> EXERCISE DESCRIPTION: Render the records between the lines holding "Draw the outline of every instance of the weight" and "32 60 L 150", inclusive, as a two-column CSV with the headers input and output. Give one row per record, with its text under input and its answer under output, each in a single quoted field and with every line break turned into a space.

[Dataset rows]
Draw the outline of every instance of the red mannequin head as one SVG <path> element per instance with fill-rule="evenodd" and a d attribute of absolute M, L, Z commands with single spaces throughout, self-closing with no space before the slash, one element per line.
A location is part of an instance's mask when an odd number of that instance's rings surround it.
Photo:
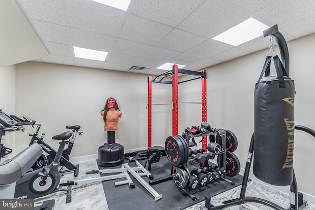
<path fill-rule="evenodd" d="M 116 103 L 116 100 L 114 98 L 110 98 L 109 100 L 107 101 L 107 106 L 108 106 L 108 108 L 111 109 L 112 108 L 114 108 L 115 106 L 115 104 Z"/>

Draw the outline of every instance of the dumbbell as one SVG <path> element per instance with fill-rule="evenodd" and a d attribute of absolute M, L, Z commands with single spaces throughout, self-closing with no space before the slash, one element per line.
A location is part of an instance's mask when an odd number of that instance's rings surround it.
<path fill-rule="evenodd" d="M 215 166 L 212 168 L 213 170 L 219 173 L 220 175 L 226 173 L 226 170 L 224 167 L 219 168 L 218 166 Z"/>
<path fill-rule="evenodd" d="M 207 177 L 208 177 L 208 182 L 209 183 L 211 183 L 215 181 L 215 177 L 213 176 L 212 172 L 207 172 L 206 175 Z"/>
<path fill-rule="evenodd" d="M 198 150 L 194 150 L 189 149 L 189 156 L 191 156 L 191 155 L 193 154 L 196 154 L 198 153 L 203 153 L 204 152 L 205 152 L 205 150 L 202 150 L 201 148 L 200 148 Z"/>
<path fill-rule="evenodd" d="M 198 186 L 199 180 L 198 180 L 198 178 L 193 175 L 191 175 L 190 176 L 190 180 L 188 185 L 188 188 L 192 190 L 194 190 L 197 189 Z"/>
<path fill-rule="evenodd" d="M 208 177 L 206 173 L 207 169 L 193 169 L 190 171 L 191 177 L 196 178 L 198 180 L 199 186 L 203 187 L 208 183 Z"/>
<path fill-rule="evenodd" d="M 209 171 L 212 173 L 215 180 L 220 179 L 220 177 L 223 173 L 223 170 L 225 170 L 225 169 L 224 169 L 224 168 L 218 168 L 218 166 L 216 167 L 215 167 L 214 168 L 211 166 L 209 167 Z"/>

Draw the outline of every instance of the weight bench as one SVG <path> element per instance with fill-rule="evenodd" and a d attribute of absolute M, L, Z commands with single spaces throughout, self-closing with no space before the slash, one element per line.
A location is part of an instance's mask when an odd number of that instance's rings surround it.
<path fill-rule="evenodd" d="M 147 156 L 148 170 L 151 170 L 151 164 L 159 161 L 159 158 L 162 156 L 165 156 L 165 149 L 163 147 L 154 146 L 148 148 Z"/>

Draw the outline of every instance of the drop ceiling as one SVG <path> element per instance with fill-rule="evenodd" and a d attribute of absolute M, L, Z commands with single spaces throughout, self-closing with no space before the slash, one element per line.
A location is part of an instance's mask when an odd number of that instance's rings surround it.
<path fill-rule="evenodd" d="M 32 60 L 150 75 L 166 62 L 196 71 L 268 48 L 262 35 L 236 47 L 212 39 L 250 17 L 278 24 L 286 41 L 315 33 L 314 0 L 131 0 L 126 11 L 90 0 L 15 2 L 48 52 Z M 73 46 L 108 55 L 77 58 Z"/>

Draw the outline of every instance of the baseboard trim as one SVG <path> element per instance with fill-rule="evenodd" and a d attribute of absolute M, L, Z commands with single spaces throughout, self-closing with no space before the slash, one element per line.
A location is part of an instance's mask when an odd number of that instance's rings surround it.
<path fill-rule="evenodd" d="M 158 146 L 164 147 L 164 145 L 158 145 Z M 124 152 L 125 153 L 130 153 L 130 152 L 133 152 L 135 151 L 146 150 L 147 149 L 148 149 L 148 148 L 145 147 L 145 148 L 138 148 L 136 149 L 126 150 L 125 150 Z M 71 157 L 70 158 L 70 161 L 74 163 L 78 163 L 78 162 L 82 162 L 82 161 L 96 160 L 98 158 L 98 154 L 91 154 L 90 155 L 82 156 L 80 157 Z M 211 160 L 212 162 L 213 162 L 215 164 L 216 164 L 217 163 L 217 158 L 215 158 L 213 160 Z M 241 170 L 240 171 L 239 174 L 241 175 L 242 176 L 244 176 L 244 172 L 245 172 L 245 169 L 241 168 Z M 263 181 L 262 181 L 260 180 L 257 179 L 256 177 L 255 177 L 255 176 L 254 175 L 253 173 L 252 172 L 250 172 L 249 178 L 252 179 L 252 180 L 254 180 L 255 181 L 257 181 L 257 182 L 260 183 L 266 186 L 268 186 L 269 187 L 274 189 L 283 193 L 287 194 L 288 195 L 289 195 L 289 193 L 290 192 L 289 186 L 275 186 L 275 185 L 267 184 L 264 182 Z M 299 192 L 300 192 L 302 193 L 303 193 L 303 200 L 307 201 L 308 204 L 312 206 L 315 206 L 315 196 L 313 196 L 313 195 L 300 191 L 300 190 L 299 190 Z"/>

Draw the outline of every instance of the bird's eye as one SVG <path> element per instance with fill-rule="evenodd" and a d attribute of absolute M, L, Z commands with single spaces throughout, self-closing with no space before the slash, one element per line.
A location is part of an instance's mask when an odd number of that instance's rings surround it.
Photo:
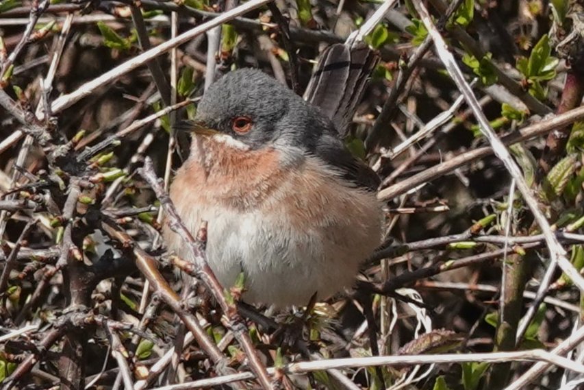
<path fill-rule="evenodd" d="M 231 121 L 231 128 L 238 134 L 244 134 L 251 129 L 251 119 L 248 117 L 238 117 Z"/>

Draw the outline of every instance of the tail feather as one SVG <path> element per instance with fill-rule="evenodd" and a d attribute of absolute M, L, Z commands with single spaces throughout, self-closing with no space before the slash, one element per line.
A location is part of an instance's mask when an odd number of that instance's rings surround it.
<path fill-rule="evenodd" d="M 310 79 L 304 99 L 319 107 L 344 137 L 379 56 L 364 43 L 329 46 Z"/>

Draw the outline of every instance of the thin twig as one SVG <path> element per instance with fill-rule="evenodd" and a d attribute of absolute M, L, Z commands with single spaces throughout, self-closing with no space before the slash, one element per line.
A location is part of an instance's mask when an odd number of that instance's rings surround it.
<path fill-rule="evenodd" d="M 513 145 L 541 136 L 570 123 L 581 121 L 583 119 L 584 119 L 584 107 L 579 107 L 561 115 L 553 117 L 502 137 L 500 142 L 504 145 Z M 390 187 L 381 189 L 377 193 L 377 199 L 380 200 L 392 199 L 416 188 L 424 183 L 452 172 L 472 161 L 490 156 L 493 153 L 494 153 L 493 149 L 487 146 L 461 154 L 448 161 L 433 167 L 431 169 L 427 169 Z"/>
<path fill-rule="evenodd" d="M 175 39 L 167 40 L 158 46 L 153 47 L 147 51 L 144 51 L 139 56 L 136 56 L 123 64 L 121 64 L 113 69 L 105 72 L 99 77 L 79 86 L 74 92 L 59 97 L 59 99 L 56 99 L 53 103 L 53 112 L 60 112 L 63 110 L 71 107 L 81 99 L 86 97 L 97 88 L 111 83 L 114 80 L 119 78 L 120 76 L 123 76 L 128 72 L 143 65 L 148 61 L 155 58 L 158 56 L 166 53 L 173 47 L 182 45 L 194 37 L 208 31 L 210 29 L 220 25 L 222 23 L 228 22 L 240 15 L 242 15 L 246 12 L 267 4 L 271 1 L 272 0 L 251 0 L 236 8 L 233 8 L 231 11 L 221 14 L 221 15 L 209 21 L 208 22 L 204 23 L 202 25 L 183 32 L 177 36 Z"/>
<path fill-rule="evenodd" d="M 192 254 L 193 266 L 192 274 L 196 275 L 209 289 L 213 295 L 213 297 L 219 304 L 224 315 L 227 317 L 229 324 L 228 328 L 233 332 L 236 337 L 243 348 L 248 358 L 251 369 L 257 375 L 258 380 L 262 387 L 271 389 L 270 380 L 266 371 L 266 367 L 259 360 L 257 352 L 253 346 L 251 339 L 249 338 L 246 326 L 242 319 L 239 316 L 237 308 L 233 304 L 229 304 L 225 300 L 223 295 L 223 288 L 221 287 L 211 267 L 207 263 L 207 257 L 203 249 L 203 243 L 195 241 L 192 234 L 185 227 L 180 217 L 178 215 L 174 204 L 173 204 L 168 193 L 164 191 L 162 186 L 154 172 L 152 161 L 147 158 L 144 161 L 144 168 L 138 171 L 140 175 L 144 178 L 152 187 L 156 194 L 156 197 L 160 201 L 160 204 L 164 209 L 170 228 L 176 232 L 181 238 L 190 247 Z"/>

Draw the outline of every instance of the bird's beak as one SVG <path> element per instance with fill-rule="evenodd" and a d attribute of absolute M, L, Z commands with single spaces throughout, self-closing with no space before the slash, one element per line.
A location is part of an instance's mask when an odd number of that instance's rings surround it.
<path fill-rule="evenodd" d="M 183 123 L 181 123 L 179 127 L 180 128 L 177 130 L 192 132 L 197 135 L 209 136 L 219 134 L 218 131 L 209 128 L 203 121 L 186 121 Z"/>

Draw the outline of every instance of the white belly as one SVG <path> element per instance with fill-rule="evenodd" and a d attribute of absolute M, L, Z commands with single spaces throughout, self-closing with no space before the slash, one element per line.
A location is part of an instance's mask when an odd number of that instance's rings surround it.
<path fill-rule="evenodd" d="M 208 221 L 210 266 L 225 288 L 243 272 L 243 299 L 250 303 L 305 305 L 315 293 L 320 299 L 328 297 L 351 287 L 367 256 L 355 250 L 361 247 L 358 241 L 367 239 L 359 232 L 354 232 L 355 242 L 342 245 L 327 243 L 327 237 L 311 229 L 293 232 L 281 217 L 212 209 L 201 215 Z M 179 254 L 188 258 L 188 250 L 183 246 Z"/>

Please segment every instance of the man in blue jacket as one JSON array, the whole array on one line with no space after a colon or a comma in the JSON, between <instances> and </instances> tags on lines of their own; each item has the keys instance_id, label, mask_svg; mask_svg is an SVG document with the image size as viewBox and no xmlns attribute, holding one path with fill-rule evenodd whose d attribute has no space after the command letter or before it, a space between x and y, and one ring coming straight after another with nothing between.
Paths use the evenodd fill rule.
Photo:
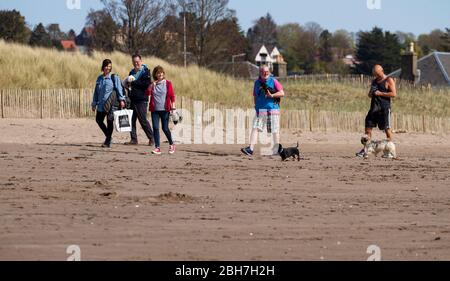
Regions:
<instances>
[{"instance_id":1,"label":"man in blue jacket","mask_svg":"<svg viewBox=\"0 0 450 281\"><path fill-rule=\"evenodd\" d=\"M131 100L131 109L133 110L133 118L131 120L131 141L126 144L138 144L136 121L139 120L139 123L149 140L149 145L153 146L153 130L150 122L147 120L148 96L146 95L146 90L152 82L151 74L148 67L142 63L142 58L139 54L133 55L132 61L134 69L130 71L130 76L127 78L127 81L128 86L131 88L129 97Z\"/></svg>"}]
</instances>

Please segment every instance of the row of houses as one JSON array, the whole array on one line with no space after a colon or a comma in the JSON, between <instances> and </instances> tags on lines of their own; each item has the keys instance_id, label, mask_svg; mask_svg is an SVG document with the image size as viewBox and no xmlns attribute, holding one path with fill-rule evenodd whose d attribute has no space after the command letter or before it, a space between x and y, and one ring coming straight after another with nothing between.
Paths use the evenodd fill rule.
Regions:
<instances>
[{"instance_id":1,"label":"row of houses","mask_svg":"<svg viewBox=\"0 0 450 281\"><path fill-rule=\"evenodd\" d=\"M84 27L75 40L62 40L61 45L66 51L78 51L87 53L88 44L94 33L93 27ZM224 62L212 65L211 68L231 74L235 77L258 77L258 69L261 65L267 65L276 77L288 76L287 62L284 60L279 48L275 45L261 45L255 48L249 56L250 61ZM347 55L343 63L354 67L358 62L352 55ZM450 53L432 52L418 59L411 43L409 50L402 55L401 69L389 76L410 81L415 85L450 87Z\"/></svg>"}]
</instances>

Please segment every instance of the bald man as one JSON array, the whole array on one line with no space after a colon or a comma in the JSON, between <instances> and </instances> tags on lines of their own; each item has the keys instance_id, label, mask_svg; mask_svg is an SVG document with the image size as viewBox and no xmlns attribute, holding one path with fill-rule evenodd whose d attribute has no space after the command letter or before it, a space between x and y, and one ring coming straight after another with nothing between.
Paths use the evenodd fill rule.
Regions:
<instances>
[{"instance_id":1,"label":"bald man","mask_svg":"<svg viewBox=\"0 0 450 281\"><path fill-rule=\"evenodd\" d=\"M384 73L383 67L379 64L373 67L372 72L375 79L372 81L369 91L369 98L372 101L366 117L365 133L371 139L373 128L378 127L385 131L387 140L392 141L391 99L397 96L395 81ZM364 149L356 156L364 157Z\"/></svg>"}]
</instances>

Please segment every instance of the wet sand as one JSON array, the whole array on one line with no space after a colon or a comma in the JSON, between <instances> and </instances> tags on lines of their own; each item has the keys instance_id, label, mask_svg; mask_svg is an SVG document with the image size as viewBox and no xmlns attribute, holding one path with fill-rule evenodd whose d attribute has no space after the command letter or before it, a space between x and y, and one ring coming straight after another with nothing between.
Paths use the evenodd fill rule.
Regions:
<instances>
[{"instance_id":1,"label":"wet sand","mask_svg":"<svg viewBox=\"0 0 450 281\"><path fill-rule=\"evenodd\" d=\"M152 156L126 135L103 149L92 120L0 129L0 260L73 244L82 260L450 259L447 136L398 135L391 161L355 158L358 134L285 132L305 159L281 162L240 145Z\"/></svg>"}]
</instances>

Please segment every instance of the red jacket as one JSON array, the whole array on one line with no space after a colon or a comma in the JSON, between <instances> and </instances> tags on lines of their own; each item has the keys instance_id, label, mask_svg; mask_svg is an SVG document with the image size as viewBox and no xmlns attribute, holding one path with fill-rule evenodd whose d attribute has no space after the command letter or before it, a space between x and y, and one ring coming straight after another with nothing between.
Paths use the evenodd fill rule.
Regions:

> WRITTEN SOLUTION:
input,output
"Draw the outline of every instance of the weight bench as one SVG <path> element per instance with fill-rule=""evenodd"" and a d attribute of absolute M, L, Z commands with single spaces throughout, self-closing with no space before the slash, one element per line. A location is part of an instance's mask when an odd number of that instance's rings surround it.","<path fill-rule=""evenodd"" d=""M 147 156 L 148 170 L 151 170 L 151 164 L 159 161 L 159 158 L 162 156 L 165 156 L 165 149 L 163 147 L 154 146 L 148 148 Z""/>"
"Draw the outline of every instance of the drop ceiling as one SVG <path> element per instance with fill-rule=""evenodd"" and a d attribute of absolute M, L, Z commands with single spaces throughout, self-closing with no space before the slash, one element per line. A location is part of an instance's mask when an odd number of that instance's rings surround it.","<path fill-rule=""evenodd"" d=""M 32 60 L 150 75 L 166 62 L 196 71 L 268 48 L 262 35 L 236 47 L 212 39 L 250 17 L 278 24 L 286 41 L 315 33 L 314 0 L 131 0 L 126 11 L 90 0 L 15 2 L 48 52 Z M 73 46 L 108 55 L 77 58 Z""/>"